- _Stored rows_:
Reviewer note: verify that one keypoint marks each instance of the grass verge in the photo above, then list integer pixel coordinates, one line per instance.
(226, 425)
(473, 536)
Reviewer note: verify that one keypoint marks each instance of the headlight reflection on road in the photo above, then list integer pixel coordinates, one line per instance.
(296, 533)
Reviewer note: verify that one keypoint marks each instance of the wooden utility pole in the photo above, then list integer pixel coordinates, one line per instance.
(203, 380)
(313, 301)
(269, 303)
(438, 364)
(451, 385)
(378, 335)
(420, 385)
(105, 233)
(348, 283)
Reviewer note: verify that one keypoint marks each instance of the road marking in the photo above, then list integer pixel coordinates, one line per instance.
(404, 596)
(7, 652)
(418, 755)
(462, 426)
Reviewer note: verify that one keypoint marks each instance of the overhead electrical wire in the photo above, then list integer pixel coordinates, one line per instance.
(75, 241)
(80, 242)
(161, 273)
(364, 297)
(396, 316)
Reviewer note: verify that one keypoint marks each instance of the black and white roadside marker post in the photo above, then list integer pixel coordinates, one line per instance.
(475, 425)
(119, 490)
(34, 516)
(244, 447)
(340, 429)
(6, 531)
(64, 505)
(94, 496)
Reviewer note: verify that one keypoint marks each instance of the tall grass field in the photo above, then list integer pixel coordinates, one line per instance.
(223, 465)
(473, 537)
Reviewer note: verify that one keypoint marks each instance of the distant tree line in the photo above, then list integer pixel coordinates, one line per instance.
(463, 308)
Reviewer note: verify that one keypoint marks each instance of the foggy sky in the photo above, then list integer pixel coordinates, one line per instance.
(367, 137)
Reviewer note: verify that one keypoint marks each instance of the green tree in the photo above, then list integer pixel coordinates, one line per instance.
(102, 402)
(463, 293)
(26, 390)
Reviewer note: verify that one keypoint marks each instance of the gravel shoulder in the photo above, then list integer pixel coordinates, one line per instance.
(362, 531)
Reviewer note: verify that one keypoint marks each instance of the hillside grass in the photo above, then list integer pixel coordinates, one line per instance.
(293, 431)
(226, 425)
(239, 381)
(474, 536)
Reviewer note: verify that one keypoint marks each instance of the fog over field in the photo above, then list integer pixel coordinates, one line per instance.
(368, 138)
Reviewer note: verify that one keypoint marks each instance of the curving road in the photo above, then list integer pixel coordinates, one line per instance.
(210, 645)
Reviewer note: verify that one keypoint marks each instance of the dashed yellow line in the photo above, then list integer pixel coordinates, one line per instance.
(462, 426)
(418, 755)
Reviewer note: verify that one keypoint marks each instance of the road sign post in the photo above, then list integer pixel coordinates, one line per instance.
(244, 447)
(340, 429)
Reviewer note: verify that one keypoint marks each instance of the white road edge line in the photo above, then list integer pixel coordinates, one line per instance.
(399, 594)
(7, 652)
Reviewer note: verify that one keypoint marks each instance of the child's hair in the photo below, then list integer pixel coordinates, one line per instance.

- _Task directions_: Copy out, without any change, the stretch of the material above from the line containing "the fog over" through the end of the material.

- _Written solution_:
Reviewer note: verify that one keypoint marks each instance of the fog over field in the photo above, then list integer pixel coordinates, one line per instance.
(368, 138)
Reviewer note: verify that one keypoint marks each instance of the curving road in the photo above, then list integer pixel coordinates, one line per instance.
(210, 645)
Reviewer note: verify that one keypoint marks each instance of the dashed yellow line in the photo above, then list integer pixel coordinates, one line per instance.
(462, 426)
(418, 755)
Reviewer note: verify that one keypoint marks each instance of the road sign post in the photo above, then list integer pixel coordinates, one line per instance.
(244, 447)
(340, 429)
Reviewer note: verify that one keypoint marks each instance of the white road edge line in the photo above, then list integer pixel coordinates, one line per instance.
(399, 594)
(7, 652)
Reviewer note: verify that one keypoint marks each instance of the child's hair in the photo below, then list integer pixel coordinates, one line per instance.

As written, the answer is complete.